- [Text block]
Today five nominees for the Best Foreign Language Film Oscar were announced.

The Broken Circle Breakdown
(Belgium)
THE BROKEN CIRCLE BREAKDOWN directed by Felix Van Groeningen is a portrait of the great love affair between tattoo artist Elise (Veerle Baetens, The White Queen) and bluegrass musician Didier (Johan Heldenbergh). After bonding over their shared enthusiasm for American music and culture, they dive headfirst into a sweeping romance that plays out on and off stage — but when an unexpected tragedy hits their new family, everything they know and love is tested.
Lead actor Johan Heldenbergh co-wrote the hit play that THE BROKEN CIRCLE BREAKDOWN is based on. It was adapted for the screen by director Felix Van Groeningen with Carl Joos (The Memory of a Killer). Bjorn Eriksson composed the bluegrass songs, created the score, and guided the performances of the two actors who do their own singing in the film. The soundtrack was number one in the soundtrack charts in the territories where it has been released and has become the best-selling soundtrack of all time in Belgium. Co-stars Baetens and Heldenbergh are part of the off-screen Broken Circle Breakdown Bluegrass Band, whose European tour is sold out all through 2014.
Van Groeningen graduated from Ghent’s KASK (Royal Academy of Fine Arts). His previous film, The Misfortunates, was a selection of the Cannes Film Festival’s Director Fortnight where it won the CICAE prize. THE BROKEN CIRCLE BREAKDOWN, an audience favorite at film festivals around the world and in its home country where it was a smash box office hit, is his fourth feature.

The Great Beauty
(Italy)
The Great Beayty is directed by Paolo Sorrentino . For decades, journalist Jep Gambardella has charmed and seduced his way through the glittering nightlife of Rome. Since the legendary success of his only novel, he has been a permanent fixture in the city’s literary and elite social circles. But on his sixty-fifth birthday, Jep unexpectedly finds himself taking stock of his life, turning his cutting wit on himself and his contemporaries, and looking past the lavish nightclubs, parties, and cafés to find Rome itself, in all its monumental glory: a timeless landscape of absurd, exquisite beauty. Featuring sensuous cinematography, a lush score, and an award-winning central performance by the great Toni Servillo, this transporting experience by the brilliant Italian director Paolo Sorrentino is a breathtaking Fellini-esque tale of decadence and lost love.

The Hunt
(Denmark)
THE HUNT directed and co-written by Thomas Vinterberg is a disturbing depiction of how a lie becomes the truth when gossip, doubt and malice are allowed to flourish and ignite a witch-hunt that soon threatens to destroy an innocent man’s life.  Mads Mikkelsen won the Best Actor Award at the 2012 Cannes Film Festival for his penetrating portrayal of Lucas, a former school teacher who has been forced to start over having overcome a tough divorce and the loss of his job. Just as things are starting to go his way, his life is shattered when an untruthful remark throws his small community into a collective state of hysteria. As the lie spreads, Lucas is forced to fight a lonely fight for his life and dignity.

The Missing Picture
(Cambodia)

- [Raw data]
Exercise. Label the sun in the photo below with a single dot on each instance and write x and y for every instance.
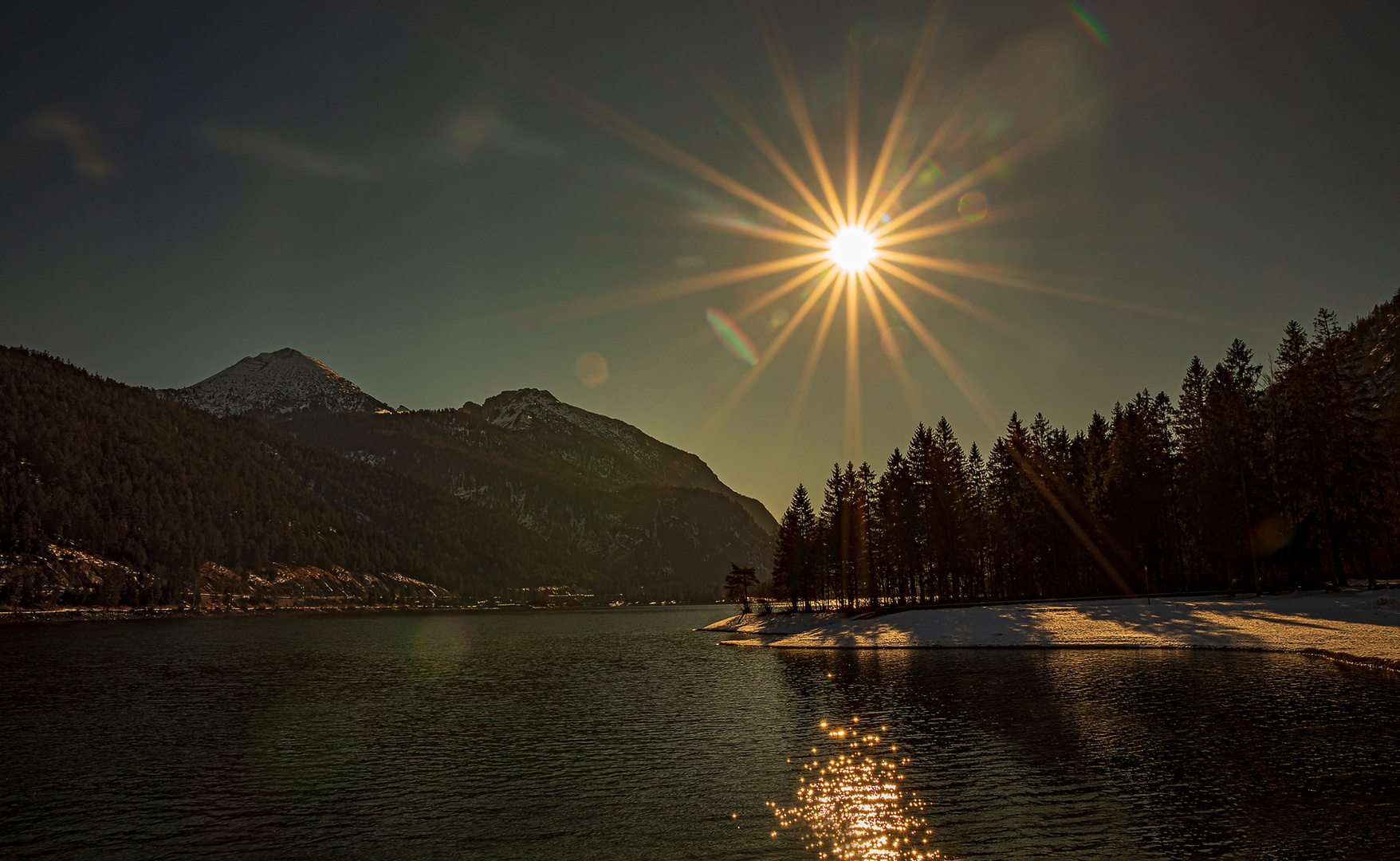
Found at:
(851, 250)
(847, 241)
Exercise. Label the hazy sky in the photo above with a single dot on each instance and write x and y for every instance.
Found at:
(407, 192)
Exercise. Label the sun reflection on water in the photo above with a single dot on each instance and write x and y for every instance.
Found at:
(851, 801)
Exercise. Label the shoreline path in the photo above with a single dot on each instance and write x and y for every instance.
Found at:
(1359, 627)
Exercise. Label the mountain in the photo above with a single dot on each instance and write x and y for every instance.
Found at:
(275, 384)
(607, 447)
(285, 465)
(161, 490)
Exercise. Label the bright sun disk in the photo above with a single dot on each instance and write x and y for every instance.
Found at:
(853, 250)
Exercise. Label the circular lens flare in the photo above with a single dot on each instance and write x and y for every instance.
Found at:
(853, 250)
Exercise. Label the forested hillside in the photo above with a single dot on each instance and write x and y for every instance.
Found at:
(1253, 478)
(164, 489)
(631, 528)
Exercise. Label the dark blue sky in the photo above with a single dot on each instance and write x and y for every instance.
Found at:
(403, 192)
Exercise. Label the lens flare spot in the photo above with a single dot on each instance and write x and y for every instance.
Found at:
(591, 368)
(853, 250)
(1088, 22)
(931, 172)
(972, 206)
(733, 336)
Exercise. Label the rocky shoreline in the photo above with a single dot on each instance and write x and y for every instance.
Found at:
(1354, 627)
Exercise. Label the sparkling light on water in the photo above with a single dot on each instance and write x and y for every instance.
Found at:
(851, 804)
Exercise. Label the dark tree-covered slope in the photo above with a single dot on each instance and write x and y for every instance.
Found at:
(163, 489)
(636, 529)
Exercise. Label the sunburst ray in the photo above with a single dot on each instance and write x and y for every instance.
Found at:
(853, 434)
(853, 128)
(946, 360)
(751, 377)
(788, 286)
(957, 301)
(998, 275)
(647, 294)
(896, 361)
(814, 356)
(797, 104)
(923, 51)
(726, 98)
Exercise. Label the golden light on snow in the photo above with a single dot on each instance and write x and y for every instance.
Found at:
(853, 250)
(851, 805)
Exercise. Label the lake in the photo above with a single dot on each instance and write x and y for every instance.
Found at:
(625, 734)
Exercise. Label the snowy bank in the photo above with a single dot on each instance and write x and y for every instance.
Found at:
(1351, 626)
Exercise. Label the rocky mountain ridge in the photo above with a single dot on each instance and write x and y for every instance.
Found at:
(275, 384)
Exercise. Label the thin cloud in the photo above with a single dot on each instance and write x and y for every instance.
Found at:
(270, 149)
(76, 137)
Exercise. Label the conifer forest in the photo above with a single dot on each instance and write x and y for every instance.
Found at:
(1262, 475)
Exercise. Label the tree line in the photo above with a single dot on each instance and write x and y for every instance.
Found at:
(1260, 479)
(163, 489)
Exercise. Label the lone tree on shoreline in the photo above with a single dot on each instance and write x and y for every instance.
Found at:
(738, 583)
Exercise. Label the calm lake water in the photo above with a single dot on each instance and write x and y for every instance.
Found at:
(623, 734)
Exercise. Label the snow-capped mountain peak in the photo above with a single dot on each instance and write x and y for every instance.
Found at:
(275, 384)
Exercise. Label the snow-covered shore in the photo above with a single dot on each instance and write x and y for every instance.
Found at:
(1351, 626)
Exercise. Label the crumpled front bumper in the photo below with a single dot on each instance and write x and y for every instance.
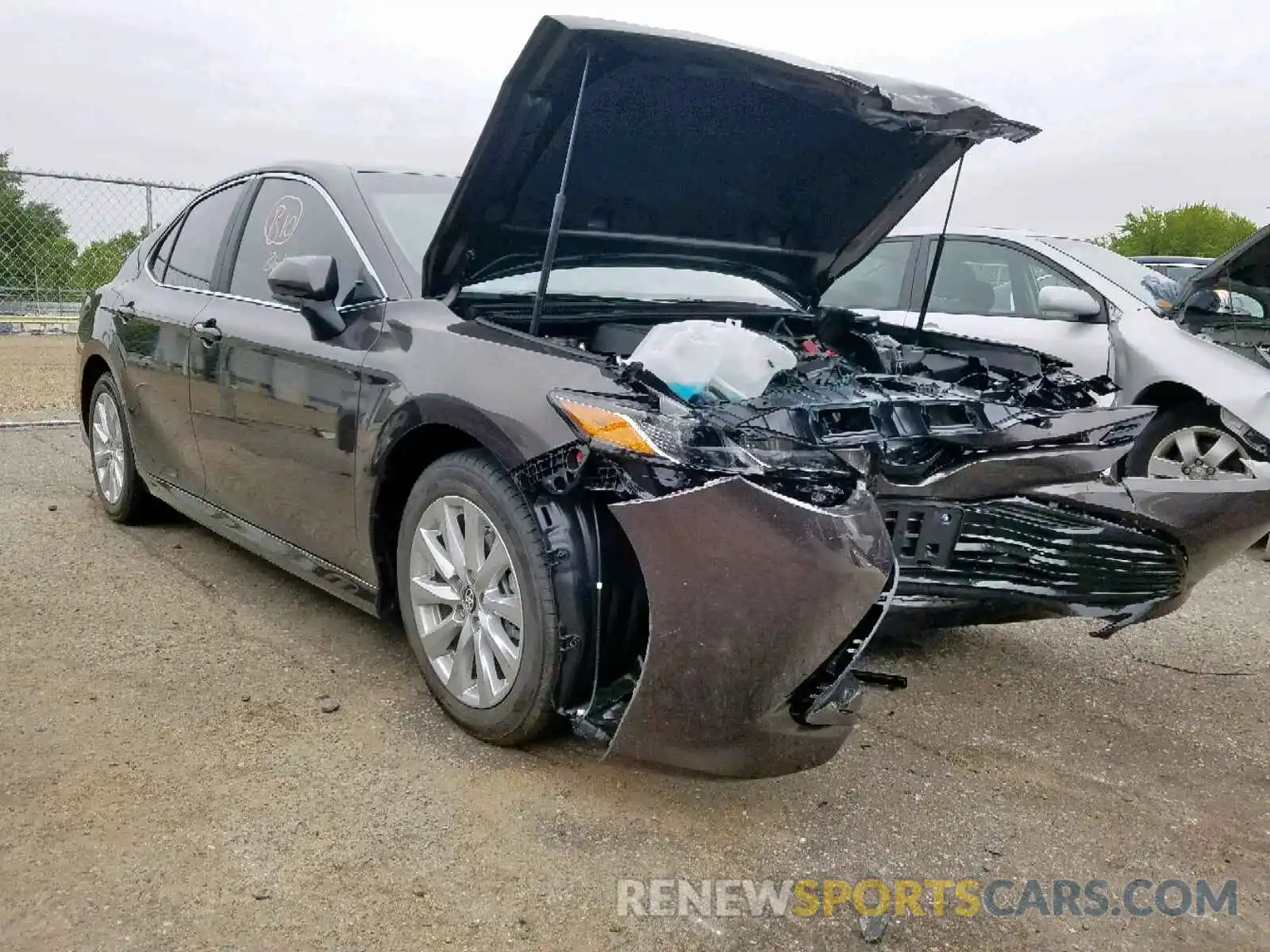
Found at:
(759, 607)
(1213, 520)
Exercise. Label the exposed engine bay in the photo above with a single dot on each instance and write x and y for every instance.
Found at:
(855, 410)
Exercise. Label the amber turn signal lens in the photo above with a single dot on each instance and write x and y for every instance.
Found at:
(609, 427)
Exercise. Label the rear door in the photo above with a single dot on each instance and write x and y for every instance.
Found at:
(880, 285)
(152, 325)
(275, 410)
(988, 289)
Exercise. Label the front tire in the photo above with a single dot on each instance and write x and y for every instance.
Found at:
(120, 488)
(1187, 442)
(476, 600)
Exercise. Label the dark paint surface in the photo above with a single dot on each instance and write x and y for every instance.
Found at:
(275, 414)
(794, 171)
(749, 593)
(152, 340)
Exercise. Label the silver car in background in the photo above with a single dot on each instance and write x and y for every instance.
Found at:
(1202, 359)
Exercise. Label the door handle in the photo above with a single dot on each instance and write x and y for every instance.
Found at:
(209, 332)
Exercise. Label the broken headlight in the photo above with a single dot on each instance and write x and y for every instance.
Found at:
(676, 436)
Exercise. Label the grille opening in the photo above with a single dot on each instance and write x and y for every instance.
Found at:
(848, 422)
(944, 416)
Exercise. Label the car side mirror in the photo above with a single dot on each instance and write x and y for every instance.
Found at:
(311, 282)
(1070, 302)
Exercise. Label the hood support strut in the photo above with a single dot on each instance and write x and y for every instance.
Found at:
(558, 207)
(939, 248)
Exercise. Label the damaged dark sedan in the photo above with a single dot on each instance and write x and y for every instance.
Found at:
(577, 416)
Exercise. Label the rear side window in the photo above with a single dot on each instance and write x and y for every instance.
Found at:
(876, 282)
(198, 240)
(291, 219)
(159, 264)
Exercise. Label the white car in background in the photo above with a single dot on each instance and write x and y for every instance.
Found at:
(1103, 314)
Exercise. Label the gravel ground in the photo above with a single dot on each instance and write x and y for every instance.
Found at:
(169, 778)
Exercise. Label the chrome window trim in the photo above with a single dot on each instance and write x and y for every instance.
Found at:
(294, 177)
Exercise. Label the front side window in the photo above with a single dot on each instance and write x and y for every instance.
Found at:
(197, 240)
(987, 278)
(876, 281)
(290, 219)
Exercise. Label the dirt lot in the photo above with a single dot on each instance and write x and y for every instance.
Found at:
(168, 778)
(35, 374)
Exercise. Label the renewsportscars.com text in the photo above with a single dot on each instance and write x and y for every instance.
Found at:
(927, 896)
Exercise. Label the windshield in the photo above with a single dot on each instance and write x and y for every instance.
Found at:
(639, 283)
(408, 206)
(1138, 279)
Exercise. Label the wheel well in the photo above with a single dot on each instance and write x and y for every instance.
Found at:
(94, 367)
(1168, 395)
(412, 455)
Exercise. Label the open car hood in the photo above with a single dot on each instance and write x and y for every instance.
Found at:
(695, 152)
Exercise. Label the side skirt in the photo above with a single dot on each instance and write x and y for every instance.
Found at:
(340, 583)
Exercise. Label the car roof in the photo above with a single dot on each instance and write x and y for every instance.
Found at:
(325, 171)
(979, 232)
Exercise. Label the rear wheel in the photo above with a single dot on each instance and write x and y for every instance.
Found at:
(120, 489)
(476, 601)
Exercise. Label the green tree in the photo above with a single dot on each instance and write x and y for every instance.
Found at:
(1198, 230)
(101, 260)
(35, 249)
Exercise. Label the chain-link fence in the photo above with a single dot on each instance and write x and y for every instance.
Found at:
(64, 235)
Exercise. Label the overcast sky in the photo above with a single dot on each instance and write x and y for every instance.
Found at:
(1141, 102)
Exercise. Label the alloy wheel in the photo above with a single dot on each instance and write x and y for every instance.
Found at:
(1199, 454)
(467, 601)
(108, 448)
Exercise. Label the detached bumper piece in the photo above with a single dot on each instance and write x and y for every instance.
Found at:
(1020, 552)
(759, 608)
(1122, 554)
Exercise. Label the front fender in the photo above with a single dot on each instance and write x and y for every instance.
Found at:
(1149, 351)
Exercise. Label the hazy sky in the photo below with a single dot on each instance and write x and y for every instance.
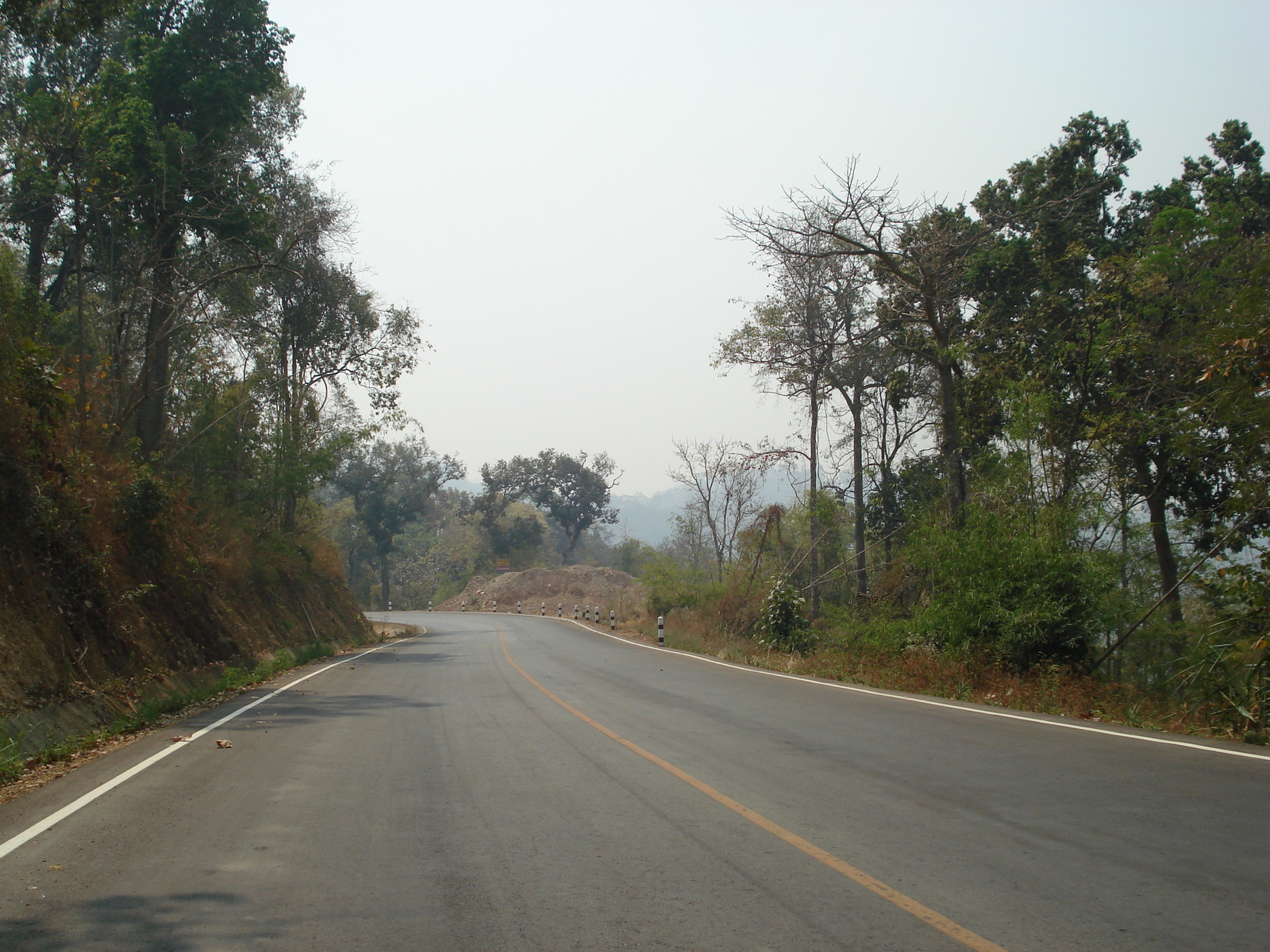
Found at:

- [Exercise requirements]
A. Repeat everything from "The Great Beayty" down to "and lost love." in the foreign-language film nominees text, word for word.
B. Name each film that has its own heading in the foreign-language film nominees text.

- [Responses to the exercise]
A.
The Great Beayty is directed by Paolo Sorrentino . For decades, journalist Jep Gambardella has charmed and seduced his way through the glittering nightlife of Rome. Since the legendary success of his only novel, he has been a permanent fixture in the city’s literary and elite social circles. But on his sixty-fifth birthday, Jep unexpectedly finds himself taking stock of his life, turning his cutting wit on himself and his contemporaries, and looking past the lavish nightclubs, parties, and cafés to find Rome itself, in all its monumental glory: a timeless landscape of absurd, exquisite beauty. Featuring sensuous cinematography, a lush score, and an award-winning central performance by the great Toni Servillo, this transporting experience by the brilliant Italian director Paolo Sorrentino is a breathtaking Fellini-esque tale of decadence and lost love.

B.
The Broken Circle Breakdown
The Great Beauty
The Hunt
The Missing Picture